▸ **SET OF TASKS**:
• A. Do these statements agree with the lab page on evolutionary rate tests? Answer yes or no for each, and quote the deciding words from the page. (i) The videos on the page come without sound. (ii) Two isolated populations continue to exchange genes. (iii) The assignment applies the Tajima rate test to a gene tree.
• B. Please reproduce the lab page on evolutionary rate tests word for word from "1. Calculate rate" to "the sister species.".
PROVIDED TEXT START
Evolutionary rate tests

Purpose of this lab

  1. Calculate rate tests for sets of taxa
  2. Conclude: Discuss finding in terms of rates of evolution for your gene

Can’t wait to get started? Scroll or click The assignment: apply Tajima rate test to your gene tree

Background

relativeRateTest03182019.mp4

These videos do not have audio.

Evolution is change in the heritable characteristics of biological populations over successive generations. Speciation, from one interbreeding population to two separate populations, leads to lineages isolated from each other. Isolation means that the two populations do not exchange genes, and, therefore, any changes that may occur over generations for the sequence of a gene in one species, whether by genetic drift or natural selection, are independent of changes that may have occurred in the sister species.
PROVIDED TEXT END
LISTED RECORDS START
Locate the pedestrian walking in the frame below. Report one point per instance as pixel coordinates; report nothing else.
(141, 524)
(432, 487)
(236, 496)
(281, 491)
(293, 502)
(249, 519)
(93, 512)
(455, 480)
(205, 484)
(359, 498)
LISTED RECORDS END
▸ **YOUR RESPONSES**:
• A.
(i) Yes: "These videos do not have audio."
(ii) No: "Isolation means that the two populations do not exchange genes"
(iii) Yes: "apply Tajima rate test to your gene tree"

• B.
1. Calculate rate tests for sets of taxa
  2. Conclude: Discuss finding in terms of rates of evolution for your gene

Can’t wait to get started? Scroll or click The assignment: apply Tajima rate test to your gene tree

Background

relativeRateTest03182019.mp4

These videos do not have audio.

Evolution is change in the heritable characteristics of biological populations over successive generations. Speciation, from one interbreeding population to two separate populations, leads to lineages isolated from each other. Isolation means that the two populations do not exchange genes, and, therefore, any changes that may occur over generations for the sequence of a gene in one species, whether by genetic drift or natural selection, are independent of changes that may have occurred in the sister species.